As the dark rain clouds gathered in early March 2020, Ann, a resident of the lakeshore village of Osieko Nambo in Siaya County, Kenya – saw nothing unusual. This marked the onset of the long-awaited rainy season, which traditionally starts in March each year. She had her small field plowed ready for planting while her fisherman husband knew that heavy rainfall spelled luck on the nets.
“Once the skies opened, the water levels on Lake Victoria started swelling rapidly and we knew it was a ticking time bomb,” Ann said. It did not take long before the lake overflowed, forcing Ann and her neighbors to flee their homes. The floods did not only displace people but also destroyed toilets, water pipelines and disrupted businesses in the village’s shopping center famous for fish.
Swiftly, the government launched a flood response operation in the area that oversaw the relocation of three thousand people to Osieko Nambo Primary School. The institution sits on elevated ground and has a reliable supply of water from Osieko Nambo Water Enterprise.
_ _ _ _ _
◆ Task requirements
1) In the passage about the Osieko Nambo floods, where were three thousand people relocated?
2) Continue the passage about the Osieko Nambo floods from its last sentence.
The data that comes after the passage is separate material, unrelated to it.

◆ Dataset entries
_ _ _ _ _
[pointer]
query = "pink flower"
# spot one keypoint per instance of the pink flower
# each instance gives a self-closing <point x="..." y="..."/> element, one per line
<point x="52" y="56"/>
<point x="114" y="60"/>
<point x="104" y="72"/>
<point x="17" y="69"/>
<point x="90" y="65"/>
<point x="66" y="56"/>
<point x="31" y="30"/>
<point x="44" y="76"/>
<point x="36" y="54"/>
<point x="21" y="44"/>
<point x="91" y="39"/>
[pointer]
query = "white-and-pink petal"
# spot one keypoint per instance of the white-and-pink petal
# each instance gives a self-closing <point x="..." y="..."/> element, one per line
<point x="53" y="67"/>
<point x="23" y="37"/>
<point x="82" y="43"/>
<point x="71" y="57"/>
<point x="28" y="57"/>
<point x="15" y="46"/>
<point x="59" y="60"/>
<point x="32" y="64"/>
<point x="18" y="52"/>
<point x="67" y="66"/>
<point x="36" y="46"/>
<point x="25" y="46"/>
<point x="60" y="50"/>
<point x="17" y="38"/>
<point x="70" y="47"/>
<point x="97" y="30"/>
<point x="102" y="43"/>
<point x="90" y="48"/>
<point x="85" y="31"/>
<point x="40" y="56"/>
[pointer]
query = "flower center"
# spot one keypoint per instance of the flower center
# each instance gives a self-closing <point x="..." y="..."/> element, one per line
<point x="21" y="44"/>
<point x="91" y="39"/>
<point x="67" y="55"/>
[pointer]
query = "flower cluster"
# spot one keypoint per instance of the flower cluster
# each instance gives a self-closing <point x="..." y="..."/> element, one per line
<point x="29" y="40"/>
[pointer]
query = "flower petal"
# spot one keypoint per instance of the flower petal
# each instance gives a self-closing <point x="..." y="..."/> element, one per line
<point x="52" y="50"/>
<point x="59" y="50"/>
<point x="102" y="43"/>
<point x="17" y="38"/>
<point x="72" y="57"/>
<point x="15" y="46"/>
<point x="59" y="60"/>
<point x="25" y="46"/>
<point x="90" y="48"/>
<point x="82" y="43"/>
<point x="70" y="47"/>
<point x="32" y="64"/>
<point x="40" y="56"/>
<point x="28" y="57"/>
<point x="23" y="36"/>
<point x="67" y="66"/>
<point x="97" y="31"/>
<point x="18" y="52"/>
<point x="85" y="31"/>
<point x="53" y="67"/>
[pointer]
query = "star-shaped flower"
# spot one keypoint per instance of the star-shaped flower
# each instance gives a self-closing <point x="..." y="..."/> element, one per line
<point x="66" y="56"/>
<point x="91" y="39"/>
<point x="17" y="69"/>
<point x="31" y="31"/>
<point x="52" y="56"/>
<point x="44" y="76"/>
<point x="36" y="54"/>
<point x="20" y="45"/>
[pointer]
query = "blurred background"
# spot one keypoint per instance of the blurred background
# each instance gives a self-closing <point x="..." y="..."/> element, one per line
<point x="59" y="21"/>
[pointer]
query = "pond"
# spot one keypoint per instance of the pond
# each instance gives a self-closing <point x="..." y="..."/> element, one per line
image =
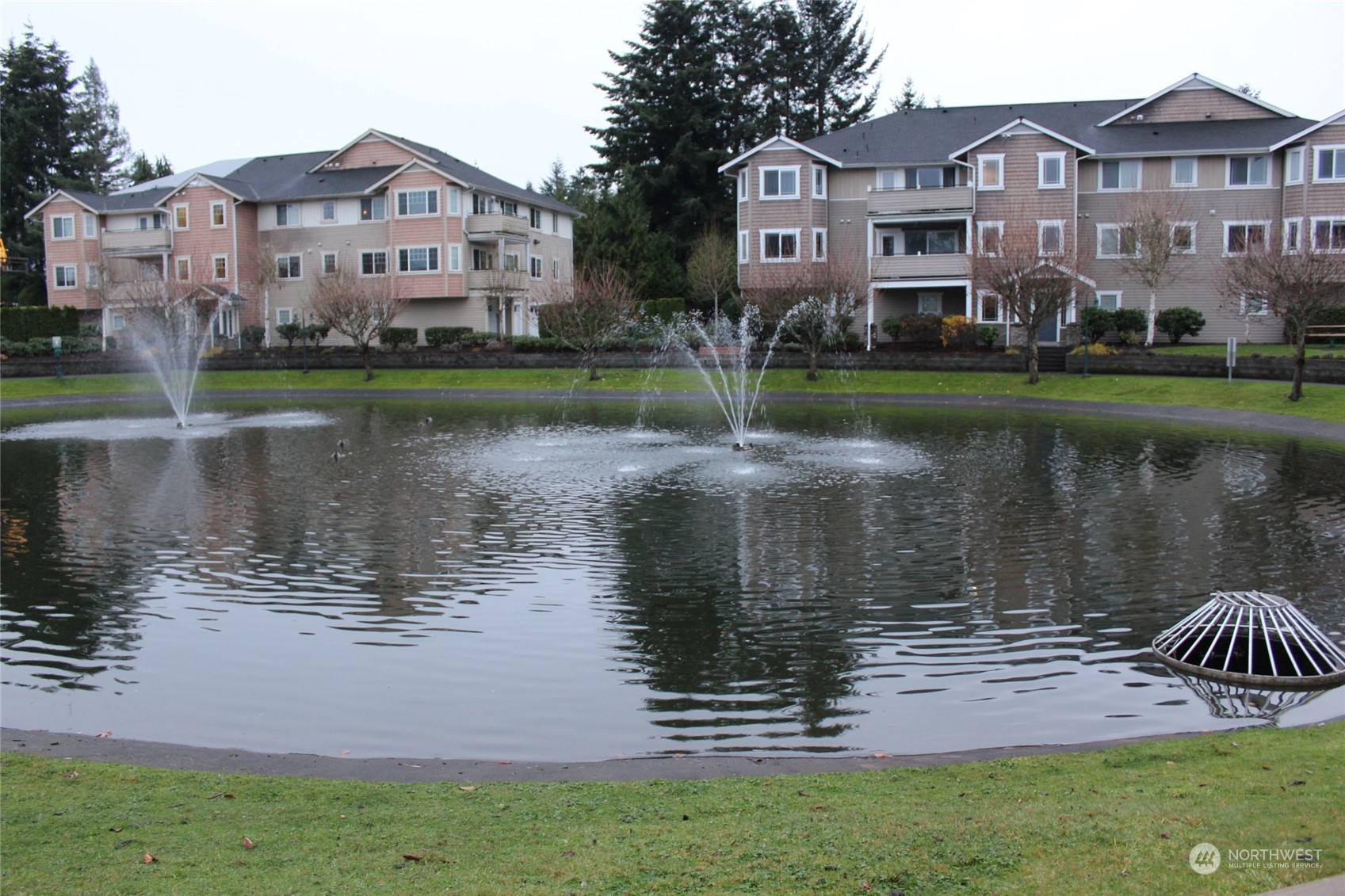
<point x="576" y="580"/>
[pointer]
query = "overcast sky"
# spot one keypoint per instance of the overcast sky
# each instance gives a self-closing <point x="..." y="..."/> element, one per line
<point x="509" y="85"/>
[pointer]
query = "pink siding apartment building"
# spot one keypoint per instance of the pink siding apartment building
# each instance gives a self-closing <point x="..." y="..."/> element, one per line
<point x="912" y="196"/>
<point x="466" y="248"/>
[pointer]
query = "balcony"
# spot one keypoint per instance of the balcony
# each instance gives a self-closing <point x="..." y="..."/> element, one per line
<point x="131" y="242"/>
<point x="914" y="202"/>
<point x="495" y="225"/>
<point x="920" y="267"/>
<point x="492" y="280"/>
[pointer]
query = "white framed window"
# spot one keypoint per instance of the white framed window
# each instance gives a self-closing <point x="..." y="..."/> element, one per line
<point x="417" y="202"/>
<point x="990" y="307"/>
<point x="1294" y="166"/>
<point x="989" y="236"/>
<point x="1248" y="171"/>
<point x="1117" y="241"/>
<point x="779" y="245"/>
<point x="1329" y="234"/>
<point x="1051" y="171"/>
<point x="1185" y="171"/>
<point x="1331" y="163"/>
<point x="781" y="183"/>
<point x="289" y="268"/>
<point x="1293" y="234"/>
<point x="1121" y="173"/>
<point x="373" y="209"/>
<point x="1254" y="306"/>
<point x="1240" y="236"/>
<point x="990" y="171"/>
<point x="1051" y="237"/>
<point x="1184" y="238"/>
<point x="374" y="262"/>
<point x="422" y="260"/>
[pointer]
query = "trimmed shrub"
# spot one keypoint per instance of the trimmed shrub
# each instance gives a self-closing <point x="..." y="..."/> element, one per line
<point x="397" y="337"/>
<point x="923" y="330"/>
<point x="1098" y="322"/>
<point x="440" y="337"/>
<point x="253" y="335"/>
<point x="958" y="333"/>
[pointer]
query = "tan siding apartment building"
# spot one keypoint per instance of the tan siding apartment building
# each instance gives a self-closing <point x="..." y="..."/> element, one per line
<point x="914" y="196"/>
<point x="466" y="248"/>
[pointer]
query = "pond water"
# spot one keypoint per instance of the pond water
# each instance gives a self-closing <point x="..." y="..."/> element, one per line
<point x="556" y="580"/>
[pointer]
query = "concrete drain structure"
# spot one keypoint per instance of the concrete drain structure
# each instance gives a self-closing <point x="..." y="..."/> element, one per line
<point x="1252" y="639"/>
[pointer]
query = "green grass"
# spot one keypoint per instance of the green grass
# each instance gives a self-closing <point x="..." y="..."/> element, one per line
<point x="1320" y="402"/>
<point x="1119" y="821"/>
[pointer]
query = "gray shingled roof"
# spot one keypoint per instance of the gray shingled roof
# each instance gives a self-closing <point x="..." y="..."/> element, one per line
<point x="926" y="136"/>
_ _ _ _ _
◆ Task-by-task outputs
1) They were relocated to Osieko Nambo Primary School.

2)
"Our main role in the flood response entailed ensuring uninterrupted water supply to the displaced person camp,” said Vincent Omore, secretary of the Osieko Nambo Water Enterprise, the only water utility serving the village. “Due to the high number of people at and around the school, we also had to utilize our nearby water kiosks to reinforce the water supply.”
That same month, the COVID-19 global pandemic spread to Kenya, making the need for clean water essential to help prevent the spread of the virus and other illnesses.
Thankfully, Osieko Nambo Water Enterprise had the expertise and infrastructure in place to handle the influx in demand. In 2017, long before the floods and the outbreak of COVID-19, USAID's Kenya Integrated Water, Sanitation and Hygiene (KIWASH) Project supported the enterprise to strengthen its ability to provide clean, reliable water to its community. With an investment of more than US $188,000, KIWASH installed a water treatment unit and solar panels to reduce its reliance on an erratic power supply. It also constructed four water kiosks to enable access to water to underserved areas. Taken together, KIWASH support enabled more than 8,000 people to gain access to clean water. In addition, KIWASH trained the enterprise’s management team to improve their systems, business approach, and customer service capabilities.
“KIWASH’s support had set us on an upward trajectory. We had approximately US $3,400 in savings, had expanded our water system by one kilometer, and hired five staff as line patrollers, plumbers, and an electrician,” said Vincent.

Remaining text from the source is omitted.